■ What you need to do ■
Show every line of the data that contains the string "flag".

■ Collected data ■
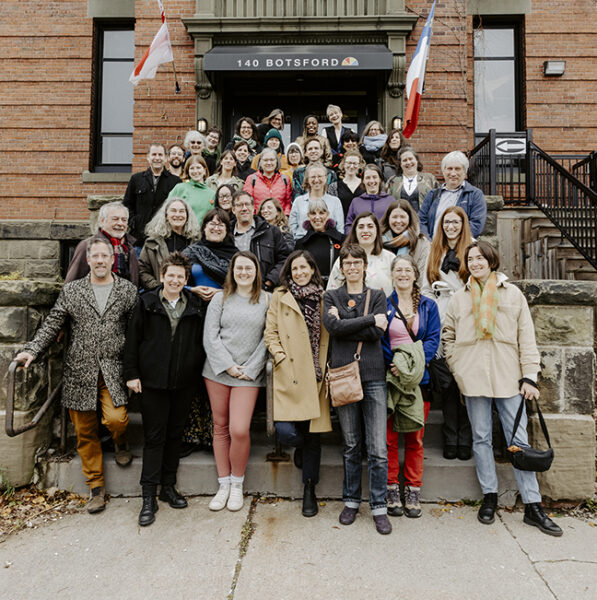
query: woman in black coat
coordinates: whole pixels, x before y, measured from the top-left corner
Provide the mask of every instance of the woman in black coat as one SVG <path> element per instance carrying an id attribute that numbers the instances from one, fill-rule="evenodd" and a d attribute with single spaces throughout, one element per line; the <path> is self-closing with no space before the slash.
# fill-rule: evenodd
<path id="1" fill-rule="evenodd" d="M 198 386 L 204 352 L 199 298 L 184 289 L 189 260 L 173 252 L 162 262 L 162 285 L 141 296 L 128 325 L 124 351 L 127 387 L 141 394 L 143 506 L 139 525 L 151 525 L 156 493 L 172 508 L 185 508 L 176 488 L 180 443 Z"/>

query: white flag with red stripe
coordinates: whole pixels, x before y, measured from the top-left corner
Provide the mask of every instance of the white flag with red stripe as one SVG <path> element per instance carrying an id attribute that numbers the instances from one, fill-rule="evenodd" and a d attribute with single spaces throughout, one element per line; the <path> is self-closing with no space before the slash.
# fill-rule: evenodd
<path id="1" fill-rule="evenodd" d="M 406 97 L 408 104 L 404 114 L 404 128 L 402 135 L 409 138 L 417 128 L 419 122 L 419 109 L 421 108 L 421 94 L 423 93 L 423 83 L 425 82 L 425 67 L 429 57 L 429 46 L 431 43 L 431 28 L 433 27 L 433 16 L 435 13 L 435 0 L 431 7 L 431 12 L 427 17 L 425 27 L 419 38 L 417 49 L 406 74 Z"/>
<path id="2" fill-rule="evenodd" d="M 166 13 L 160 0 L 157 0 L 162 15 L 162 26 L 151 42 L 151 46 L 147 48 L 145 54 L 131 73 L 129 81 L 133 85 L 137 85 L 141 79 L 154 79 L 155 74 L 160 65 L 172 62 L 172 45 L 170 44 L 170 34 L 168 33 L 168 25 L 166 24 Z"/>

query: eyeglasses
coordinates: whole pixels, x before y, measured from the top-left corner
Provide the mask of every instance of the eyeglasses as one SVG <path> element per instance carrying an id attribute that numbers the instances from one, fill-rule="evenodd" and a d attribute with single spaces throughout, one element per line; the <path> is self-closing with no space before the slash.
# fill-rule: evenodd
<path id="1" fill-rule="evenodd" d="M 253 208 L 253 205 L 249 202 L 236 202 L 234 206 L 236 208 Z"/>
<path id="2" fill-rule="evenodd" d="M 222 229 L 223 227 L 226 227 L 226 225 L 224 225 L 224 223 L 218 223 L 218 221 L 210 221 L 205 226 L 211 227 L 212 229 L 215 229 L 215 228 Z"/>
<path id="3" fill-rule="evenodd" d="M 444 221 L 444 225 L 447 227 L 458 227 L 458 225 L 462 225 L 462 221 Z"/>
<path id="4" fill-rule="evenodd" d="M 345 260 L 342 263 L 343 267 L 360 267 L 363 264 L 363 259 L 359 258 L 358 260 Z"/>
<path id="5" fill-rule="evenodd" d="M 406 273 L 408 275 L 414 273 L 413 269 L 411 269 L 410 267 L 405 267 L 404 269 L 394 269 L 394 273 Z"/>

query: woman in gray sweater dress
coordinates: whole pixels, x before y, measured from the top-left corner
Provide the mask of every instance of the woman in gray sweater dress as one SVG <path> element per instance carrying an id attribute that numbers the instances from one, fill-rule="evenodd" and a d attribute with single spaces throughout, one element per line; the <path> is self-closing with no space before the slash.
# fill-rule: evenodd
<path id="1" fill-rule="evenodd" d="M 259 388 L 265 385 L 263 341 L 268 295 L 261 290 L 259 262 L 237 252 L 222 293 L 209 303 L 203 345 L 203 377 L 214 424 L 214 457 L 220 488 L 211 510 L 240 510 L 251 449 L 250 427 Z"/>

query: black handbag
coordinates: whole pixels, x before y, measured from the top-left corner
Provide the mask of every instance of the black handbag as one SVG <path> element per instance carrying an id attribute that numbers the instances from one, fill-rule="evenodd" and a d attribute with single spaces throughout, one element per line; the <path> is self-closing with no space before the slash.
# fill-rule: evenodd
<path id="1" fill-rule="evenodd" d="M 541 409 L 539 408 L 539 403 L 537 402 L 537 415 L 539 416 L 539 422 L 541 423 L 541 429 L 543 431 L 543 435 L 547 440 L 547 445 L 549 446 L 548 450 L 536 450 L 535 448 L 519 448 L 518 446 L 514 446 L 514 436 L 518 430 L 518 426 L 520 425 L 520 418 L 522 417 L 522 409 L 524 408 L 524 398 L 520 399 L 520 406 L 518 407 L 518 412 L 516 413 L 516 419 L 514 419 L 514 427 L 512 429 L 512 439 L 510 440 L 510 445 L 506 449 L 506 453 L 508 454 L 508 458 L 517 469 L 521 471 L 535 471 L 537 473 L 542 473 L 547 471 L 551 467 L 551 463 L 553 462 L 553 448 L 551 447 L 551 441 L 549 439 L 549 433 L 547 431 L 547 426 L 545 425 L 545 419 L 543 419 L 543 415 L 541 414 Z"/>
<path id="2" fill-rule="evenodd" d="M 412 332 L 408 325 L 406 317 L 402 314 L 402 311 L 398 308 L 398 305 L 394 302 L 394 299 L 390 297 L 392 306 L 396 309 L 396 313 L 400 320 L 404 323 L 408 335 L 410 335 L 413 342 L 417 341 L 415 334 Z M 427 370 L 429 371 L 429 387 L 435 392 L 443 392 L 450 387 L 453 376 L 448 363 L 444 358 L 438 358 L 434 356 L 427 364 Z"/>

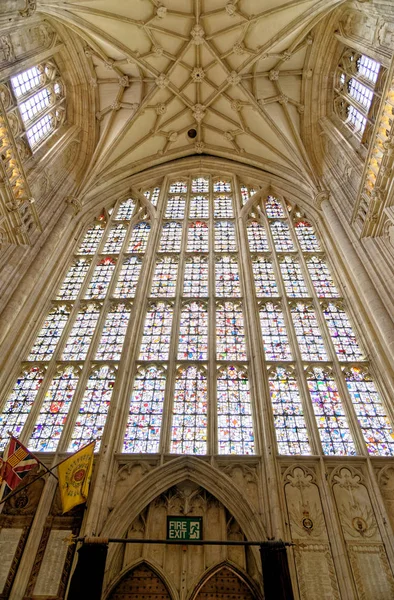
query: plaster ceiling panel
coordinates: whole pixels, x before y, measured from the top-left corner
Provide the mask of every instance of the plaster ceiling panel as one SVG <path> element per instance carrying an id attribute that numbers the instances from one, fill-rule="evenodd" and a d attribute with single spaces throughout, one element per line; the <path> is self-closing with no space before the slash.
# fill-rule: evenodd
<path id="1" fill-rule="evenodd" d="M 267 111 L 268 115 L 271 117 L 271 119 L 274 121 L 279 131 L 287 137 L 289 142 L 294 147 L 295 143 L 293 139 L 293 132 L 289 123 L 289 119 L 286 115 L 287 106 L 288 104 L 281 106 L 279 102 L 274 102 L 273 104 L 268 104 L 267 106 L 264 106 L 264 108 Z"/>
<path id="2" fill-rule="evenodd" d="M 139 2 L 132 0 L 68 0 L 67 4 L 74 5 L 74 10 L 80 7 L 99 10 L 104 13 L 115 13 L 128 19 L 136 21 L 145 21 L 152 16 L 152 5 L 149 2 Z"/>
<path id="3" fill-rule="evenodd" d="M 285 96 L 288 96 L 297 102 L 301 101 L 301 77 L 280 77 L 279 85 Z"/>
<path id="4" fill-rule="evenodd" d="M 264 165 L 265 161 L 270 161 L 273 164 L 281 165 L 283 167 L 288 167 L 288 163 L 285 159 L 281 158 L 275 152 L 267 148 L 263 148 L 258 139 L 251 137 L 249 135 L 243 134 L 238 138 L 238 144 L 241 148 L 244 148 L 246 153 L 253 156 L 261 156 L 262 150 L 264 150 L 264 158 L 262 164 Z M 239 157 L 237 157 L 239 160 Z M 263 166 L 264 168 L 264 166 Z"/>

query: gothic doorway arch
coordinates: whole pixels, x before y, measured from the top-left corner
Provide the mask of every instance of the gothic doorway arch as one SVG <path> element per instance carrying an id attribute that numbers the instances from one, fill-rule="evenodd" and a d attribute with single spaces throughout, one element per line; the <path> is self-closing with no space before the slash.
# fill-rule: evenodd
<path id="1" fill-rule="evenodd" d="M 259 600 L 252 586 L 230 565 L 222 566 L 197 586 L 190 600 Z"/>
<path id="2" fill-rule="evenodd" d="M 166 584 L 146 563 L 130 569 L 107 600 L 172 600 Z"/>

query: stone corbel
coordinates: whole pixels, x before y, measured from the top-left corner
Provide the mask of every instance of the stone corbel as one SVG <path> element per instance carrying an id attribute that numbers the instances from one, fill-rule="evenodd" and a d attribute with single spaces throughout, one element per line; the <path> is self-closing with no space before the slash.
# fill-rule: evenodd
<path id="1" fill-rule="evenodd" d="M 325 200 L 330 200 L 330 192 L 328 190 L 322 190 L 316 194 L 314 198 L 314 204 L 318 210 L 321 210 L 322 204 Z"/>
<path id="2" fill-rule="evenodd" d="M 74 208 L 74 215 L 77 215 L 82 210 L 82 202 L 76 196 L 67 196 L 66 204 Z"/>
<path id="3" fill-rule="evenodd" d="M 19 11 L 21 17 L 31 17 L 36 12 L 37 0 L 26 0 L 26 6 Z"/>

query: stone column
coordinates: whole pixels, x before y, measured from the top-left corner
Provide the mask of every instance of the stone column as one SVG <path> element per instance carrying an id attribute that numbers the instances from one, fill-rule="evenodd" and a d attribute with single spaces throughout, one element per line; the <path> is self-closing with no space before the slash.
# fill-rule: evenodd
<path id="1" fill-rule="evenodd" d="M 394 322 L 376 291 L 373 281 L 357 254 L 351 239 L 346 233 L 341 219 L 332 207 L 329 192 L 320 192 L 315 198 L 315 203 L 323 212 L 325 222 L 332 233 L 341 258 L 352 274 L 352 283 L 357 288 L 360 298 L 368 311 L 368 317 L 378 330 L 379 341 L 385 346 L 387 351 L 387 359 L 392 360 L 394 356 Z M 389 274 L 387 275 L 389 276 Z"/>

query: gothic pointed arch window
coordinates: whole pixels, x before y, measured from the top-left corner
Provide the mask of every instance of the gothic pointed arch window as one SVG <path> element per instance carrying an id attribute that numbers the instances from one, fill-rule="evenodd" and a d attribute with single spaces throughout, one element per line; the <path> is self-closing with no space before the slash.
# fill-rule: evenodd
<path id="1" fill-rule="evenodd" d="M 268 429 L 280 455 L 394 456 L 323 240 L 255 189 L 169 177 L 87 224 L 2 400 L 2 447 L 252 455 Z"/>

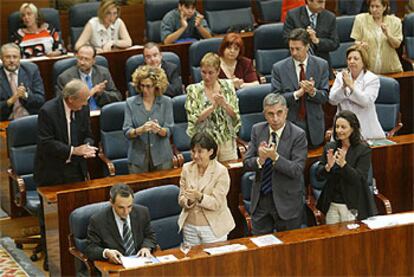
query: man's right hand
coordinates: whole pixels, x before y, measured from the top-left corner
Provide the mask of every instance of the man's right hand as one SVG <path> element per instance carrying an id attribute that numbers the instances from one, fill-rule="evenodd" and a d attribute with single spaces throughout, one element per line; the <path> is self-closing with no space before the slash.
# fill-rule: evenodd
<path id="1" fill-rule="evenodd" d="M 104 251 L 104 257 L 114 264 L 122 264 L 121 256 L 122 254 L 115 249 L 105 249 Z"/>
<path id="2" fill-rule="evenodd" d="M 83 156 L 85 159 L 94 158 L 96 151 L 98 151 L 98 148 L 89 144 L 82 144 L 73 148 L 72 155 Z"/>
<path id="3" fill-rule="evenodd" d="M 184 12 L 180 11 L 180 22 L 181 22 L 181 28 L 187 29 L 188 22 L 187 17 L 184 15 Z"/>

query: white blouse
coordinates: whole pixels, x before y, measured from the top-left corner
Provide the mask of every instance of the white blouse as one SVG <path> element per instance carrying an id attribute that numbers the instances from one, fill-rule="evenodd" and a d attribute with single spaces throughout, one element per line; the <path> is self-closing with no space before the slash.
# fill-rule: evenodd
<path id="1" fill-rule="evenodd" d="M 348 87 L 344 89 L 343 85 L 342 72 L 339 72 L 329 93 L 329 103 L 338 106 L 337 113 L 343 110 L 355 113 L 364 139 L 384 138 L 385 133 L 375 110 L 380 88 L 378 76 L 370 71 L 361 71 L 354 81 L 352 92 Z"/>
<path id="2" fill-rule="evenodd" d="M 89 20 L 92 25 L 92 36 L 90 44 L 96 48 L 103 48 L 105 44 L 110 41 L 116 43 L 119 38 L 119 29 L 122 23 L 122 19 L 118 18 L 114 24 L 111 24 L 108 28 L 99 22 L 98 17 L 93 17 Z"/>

* * *

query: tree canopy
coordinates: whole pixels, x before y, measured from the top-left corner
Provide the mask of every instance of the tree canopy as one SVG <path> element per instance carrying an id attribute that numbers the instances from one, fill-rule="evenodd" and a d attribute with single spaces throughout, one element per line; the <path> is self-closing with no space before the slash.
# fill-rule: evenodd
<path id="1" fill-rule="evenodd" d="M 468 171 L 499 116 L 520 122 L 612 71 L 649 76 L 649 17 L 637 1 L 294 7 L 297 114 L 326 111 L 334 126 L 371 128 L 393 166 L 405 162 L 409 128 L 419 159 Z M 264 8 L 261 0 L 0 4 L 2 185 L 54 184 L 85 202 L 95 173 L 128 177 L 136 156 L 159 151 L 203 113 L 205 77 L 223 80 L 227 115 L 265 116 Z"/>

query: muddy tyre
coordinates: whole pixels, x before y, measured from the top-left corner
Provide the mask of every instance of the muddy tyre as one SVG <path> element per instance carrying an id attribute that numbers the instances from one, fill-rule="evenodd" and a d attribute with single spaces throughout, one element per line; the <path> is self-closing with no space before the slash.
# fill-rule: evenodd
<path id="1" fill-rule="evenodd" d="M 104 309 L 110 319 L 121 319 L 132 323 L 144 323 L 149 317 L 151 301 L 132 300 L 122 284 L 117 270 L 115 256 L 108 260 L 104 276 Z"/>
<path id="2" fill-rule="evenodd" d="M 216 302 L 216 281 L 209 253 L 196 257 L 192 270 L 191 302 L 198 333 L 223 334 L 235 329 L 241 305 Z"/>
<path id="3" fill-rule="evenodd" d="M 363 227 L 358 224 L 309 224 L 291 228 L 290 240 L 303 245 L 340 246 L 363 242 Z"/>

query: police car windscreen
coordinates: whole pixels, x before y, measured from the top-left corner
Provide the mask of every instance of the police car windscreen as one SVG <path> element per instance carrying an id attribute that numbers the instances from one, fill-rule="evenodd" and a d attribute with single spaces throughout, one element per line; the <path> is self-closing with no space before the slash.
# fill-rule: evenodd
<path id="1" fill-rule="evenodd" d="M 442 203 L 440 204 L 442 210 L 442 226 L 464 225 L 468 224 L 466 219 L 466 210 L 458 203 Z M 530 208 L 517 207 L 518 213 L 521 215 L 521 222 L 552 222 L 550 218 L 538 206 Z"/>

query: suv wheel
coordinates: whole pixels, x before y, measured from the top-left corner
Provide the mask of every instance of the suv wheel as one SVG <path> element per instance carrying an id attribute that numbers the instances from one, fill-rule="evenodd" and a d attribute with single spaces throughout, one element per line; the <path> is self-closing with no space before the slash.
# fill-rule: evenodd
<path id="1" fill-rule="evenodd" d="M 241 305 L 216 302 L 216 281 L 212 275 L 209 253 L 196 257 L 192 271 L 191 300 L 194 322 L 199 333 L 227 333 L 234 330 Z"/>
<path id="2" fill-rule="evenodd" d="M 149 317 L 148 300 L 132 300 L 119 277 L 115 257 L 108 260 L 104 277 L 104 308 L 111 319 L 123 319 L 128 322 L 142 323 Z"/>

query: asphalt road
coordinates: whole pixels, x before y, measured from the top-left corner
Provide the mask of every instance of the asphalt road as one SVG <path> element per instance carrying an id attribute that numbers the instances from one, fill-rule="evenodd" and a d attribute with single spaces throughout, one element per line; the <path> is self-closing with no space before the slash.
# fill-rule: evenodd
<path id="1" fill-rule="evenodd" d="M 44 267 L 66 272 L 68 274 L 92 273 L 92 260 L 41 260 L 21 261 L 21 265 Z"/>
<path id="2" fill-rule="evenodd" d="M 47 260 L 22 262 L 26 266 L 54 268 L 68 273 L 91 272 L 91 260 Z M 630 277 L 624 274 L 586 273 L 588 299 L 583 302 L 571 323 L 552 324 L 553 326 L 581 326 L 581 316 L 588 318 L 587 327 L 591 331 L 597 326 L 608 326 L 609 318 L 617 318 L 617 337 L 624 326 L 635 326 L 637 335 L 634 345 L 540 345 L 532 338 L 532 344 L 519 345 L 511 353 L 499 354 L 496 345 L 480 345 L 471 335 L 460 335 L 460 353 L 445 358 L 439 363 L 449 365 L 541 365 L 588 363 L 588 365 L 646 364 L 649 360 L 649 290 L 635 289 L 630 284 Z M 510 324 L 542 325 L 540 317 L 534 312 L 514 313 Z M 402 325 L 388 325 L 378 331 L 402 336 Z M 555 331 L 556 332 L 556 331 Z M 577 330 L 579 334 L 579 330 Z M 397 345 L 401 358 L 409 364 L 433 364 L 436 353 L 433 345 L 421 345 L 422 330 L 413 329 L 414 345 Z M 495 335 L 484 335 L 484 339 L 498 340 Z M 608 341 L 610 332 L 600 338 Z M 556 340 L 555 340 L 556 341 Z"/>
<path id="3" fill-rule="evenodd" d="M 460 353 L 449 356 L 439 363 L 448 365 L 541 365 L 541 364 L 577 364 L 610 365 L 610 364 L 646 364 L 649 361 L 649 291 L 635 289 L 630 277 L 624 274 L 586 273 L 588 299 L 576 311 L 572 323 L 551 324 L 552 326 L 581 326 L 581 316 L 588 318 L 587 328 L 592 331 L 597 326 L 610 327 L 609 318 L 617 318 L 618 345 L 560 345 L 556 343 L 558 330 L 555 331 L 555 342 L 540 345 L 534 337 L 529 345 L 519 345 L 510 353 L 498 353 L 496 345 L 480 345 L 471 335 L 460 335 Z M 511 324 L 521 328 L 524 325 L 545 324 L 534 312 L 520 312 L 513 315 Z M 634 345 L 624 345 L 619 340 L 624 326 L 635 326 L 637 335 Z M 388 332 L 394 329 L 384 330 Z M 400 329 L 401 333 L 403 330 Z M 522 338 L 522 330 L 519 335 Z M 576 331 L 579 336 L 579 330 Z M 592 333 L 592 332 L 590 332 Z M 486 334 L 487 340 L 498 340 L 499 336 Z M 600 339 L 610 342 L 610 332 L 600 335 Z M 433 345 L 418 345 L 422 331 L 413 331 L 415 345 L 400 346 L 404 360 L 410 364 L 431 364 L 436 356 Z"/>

==

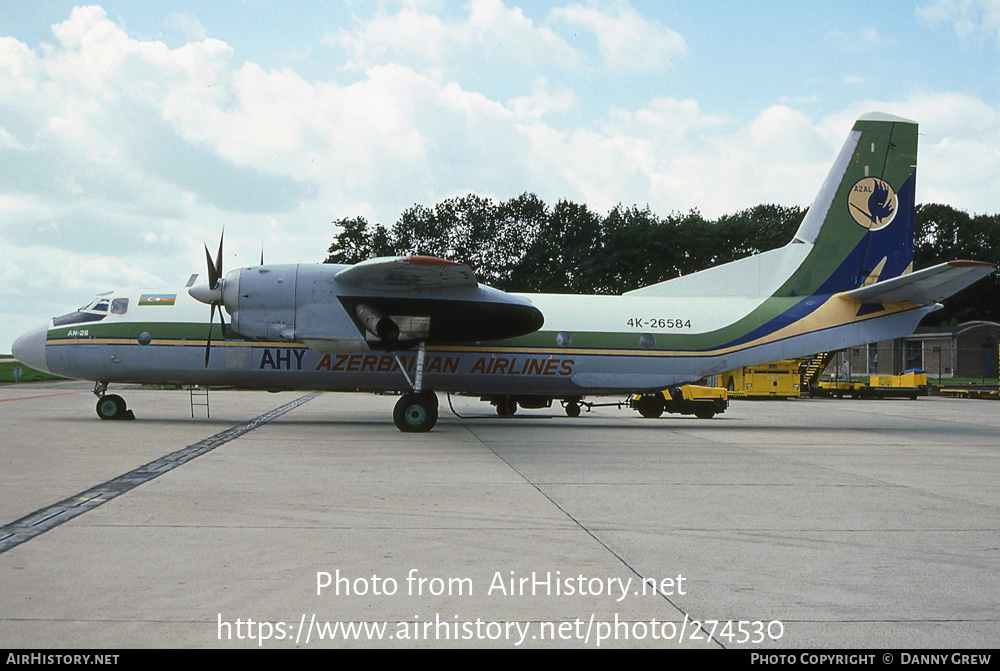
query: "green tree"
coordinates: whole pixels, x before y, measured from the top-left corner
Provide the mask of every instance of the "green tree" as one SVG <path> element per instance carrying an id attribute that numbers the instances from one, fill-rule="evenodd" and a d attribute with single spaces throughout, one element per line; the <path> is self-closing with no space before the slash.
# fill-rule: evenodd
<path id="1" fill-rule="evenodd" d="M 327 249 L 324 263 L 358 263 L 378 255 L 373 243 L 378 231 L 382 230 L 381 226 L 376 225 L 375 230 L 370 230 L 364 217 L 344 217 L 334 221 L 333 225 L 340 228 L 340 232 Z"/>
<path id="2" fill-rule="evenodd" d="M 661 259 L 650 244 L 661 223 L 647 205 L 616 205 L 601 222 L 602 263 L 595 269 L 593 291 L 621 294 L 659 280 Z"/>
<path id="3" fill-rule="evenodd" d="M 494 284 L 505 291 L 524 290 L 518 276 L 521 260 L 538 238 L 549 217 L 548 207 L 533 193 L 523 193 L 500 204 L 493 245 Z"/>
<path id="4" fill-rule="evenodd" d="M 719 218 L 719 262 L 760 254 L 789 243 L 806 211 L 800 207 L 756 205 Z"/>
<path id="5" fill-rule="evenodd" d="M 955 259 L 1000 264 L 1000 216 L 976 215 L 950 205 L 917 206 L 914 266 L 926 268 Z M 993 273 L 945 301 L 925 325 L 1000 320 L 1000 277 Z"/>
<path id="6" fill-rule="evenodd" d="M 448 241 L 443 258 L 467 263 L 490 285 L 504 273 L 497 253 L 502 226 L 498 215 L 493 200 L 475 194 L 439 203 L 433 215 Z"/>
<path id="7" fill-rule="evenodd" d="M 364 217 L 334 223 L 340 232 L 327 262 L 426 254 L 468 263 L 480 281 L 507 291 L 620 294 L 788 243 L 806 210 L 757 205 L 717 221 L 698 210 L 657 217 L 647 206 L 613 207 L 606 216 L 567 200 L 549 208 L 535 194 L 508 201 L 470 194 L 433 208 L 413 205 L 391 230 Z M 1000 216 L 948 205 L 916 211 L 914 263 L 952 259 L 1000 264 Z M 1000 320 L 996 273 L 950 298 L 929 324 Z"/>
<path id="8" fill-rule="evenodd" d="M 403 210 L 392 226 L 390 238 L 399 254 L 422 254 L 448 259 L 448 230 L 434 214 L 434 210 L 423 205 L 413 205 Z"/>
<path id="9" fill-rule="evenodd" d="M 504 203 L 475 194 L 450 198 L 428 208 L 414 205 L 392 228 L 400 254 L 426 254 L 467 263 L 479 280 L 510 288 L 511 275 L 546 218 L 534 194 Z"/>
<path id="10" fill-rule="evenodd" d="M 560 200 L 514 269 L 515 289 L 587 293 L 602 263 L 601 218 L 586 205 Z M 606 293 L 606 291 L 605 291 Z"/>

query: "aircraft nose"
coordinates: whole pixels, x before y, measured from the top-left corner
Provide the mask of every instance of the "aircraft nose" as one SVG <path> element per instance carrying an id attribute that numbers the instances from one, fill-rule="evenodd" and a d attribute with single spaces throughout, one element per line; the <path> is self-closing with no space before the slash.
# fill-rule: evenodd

■ Task response ■
query: white flag with red stripe
Provide the mask of every instance of the white flag with red stripe as one SVG <path> element per instance carrying an id attribute that numbers the instances from one, fill-rule="evenodd" and a d attribute with single spaces throughout, one element per line; the <path> is self-closing with no space before the slash.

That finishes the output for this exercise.